EXERCISE AIM ▸ Could you reproduce, word for word, the whole paragraph below about Republicans turning away from Trump after Helsinki?

ARTICLE ▸

------------------------------------

For their part, Republicans seemed stunned by the Helsinki disaster, and even Trump’s habitual defenders in Congress backed away from the president, characterizing his conduct as indefensible. A good bellwether is Newt Gingrich, the former House speaker turned Fox News talking head. Despite being an early backer of Trump’s candidacy, and a stalwart defender of this increasingly beleaguered White House, Gingrich, too, turned his back on Trump, tweeting, “President Trump must clarify his statements in Helsinki on our intelligence system and Putin. It is the most serious mistake of his presidency and must be corrected—immediately.”

------------------------------------

DATA PROVIDED ▸
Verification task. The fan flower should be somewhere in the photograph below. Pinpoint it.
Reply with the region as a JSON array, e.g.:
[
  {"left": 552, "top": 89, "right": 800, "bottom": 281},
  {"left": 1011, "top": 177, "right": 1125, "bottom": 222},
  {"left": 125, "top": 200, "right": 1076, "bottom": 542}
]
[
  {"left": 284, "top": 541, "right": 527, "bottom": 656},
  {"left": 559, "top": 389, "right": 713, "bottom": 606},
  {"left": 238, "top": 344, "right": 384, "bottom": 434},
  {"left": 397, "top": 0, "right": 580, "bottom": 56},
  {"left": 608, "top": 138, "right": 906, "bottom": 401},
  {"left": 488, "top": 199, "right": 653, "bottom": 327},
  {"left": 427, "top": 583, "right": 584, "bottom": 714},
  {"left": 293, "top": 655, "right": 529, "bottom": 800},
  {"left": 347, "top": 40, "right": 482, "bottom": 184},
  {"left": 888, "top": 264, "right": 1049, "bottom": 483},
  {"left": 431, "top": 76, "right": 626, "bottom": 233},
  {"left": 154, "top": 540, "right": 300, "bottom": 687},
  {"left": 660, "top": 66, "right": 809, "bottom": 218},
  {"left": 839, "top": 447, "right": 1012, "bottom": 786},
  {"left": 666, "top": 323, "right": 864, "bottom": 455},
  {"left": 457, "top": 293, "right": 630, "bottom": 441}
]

------------------------------------

OUTPUT BELOW ▸
For their part, Republicans seemed stunned by the Helsinki disaster, and even Trump’s habitual defenders in Congress backed away from the president, characterizing his conduct as indefensible. A good bellwether is Newt Gingrich, the former House speaker turned Fox News talking head. Despite being an early backer of Trump’s candidacy, and a stalwart defender of this increasingly beleaguered White House, Gingrich, too, turned his back on Trump, tweeting, “President Trump must clarify his statements in Helsinki on our intelligence system and Putin. It is the most serious mistake of his presidency and must be corrected—immediately.”